Metti in pratica =>
**1)** Rispondi a queste domande sul brano dedicato al Monte Suello:
(a) Quali due luoghi separa il crinale su cui si trova il Monte Suello?
(b) A chi venne affidata l'operazione in Val Camonica?
(c) Dove doveva attestarsi il capitano Ludwig von Gredler per la giornata del 2?
**2)** Continua il brano sul Monte Suello partendo dopo la sua ultima frase.

Posto sul lungo crinale che separa la Valle della Berga dal Lago d’Idro, il Monte Suello diede il proprio nome a una famosa battaglia della terza guerra d’indipendenza che vide contrapposti fra loro due reggimenti dei Volontari Italiani di Garibaldi e gli austriaci dell’8° Divisione del generale Von Kuhn.
Il generale von Kuhn aveva predisposto un piano offensivo per espugnare la Rocca d'Anfo in tre direttrici d'attacco ordinando al tenente colonnello Heribert Höffern von Saalfeld di occupare il 30 giugno Riccomassimo, Monte Macao, Vessil e Col Bruffione e di proseguire il 1º luglio a Bagolino, facendo delle diversioni verso il Passo del Maniva e Passo di Crocedomini sopra Breno; al centro dello schieramento, al capitano Ludwig von Gredler con quattro compagnie della brigata di Bruno Freiherr von Montluisant e una compagnia di volontari viennesi-tirolesi, di attestarsi, per la giornata del 2, nella Valle del Chiese a Monte Suello con il compito di sbarrare il passo alla fortezza di Rocca d'Anfo e infine a sud, al tenente colonnello Hermann Thour von Fernburg con la sua mezza brigata, dopo essersi assicurato il controllo di tutti i passi della Valle di Ledro (Passo Nota e Tremalzo), di occupare Magasa, Turano e la Val Vestino, il 1º luglio, e il 2, per il monte Vesta e Manos, rispettivamente sopra Bollone e Capovalle, di procedere al completo accerchiamento della Rocca d'Anfo scendendo a Treviso e a Idro. L'operazione in Val Camonica fu invece affidata alla mezza brigata del maggiore Alexander von Metz.

Dati mostrati =>
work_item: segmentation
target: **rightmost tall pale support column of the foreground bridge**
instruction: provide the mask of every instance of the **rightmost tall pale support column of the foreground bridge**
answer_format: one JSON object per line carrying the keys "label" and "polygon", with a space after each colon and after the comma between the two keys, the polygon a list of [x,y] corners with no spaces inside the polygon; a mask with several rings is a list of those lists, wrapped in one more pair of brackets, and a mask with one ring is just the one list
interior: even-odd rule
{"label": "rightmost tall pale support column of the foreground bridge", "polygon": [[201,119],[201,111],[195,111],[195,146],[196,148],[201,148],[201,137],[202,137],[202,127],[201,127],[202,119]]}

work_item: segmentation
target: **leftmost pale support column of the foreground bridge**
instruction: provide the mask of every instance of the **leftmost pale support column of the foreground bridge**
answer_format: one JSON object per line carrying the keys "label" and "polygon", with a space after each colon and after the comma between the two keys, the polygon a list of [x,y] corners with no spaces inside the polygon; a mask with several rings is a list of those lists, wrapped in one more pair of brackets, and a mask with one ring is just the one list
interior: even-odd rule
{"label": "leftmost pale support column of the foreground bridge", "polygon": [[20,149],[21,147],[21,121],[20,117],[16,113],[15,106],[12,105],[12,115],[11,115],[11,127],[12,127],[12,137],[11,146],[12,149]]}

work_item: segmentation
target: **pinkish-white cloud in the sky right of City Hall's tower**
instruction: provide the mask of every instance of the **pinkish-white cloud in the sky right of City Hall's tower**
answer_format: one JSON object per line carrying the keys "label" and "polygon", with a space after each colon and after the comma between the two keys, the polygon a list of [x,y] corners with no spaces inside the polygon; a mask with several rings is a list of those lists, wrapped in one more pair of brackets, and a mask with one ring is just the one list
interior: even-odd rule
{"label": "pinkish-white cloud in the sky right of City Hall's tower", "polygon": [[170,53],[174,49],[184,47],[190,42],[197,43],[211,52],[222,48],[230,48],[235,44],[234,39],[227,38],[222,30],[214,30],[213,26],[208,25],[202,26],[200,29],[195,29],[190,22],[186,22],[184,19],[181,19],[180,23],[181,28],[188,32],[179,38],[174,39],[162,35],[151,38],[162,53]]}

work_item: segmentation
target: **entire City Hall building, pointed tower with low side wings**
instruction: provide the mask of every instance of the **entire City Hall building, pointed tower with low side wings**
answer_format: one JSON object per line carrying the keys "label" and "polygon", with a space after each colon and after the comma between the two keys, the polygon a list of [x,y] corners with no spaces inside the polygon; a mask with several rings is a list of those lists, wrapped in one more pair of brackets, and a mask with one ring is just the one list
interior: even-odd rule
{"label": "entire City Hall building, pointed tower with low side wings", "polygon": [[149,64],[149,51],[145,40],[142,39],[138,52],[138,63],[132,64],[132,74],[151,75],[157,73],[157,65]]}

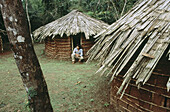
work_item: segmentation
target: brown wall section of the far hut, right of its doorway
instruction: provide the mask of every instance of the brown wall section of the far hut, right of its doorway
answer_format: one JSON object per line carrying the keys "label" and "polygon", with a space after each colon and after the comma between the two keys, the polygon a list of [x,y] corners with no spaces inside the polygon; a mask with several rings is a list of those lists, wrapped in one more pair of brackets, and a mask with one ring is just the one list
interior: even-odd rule
{"label": "brown wall section of the far hut, right of its doorway", "polygon": [[87,58],[87,51],[94,45],[93,39],[85,39],[85,37],[82,35],[82,48],[85,58]]}

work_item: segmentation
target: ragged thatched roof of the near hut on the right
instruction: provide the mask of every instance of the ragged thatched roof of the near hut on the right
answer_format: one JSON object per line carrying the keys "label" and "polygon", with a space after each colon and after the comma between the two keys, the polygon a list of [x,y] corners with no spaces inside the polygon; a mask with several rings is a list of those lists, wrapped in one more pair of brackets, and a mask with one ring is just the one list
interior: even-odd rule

Risposte per esercizio =>
**1)**
(a) La Valle della Berga e il Lago d'Idro.
(b) Alla mezza brigata del maggiore Alexander von Metz.
(c) Nella Valle del Chiese, a Monte Suello.

**2)**
Il generale Giuseppe Garibaldi, la mattina del 3 luglio, osservando da Rocca d'Anfo i movimenti degli austriaci che occupavano la chiesetta di Sant'Antonio nei pressi di Ponte Caffaro ordinò perentoriamente al colonnello Clemente Corte, comandante della 4ª Brigata Volontari Italiani, composta dal 1º e dal 3º Reggimento, supportata dal 1º Battaglione Bersaglieri genovesi del maggiore Antonio Mosto e una Batteria di artiglieria da montagna del Regio esercito, di “cacciare quei mosconi” dalle loro posizioni.
Alle 14.00 del pomeriggio si accesero i primi violenti scontri. Il colonnello Corte avanzò con sei compagnie del 1º Reggimento in colonna per quattro sulla strada che sale a Bagolino fiancheggiato a sinistra, sulle falde del monte, dalla compagnia di Bersaglieri genovesi, e sostenuto alle spalle da una sezione di artiglieria e dalla riserva del 3º Reggimento di Giacinto Bruzzesi. Gli austriaci, circa 868 uomini, inquadrati in quattro compagnie di Kaiserjäger, la 31ª, 32ª, 35ª e 36ª, del VI Battaglione della mezza Brigata del colonnello Heribert Höffern von Saalfeld comandati dal capitano Ludwig von Gredler, appostati strategicamente sulle falde del monte e distesi lungo la strada cominciarono a sparare all'avanzata delle camicie rosse.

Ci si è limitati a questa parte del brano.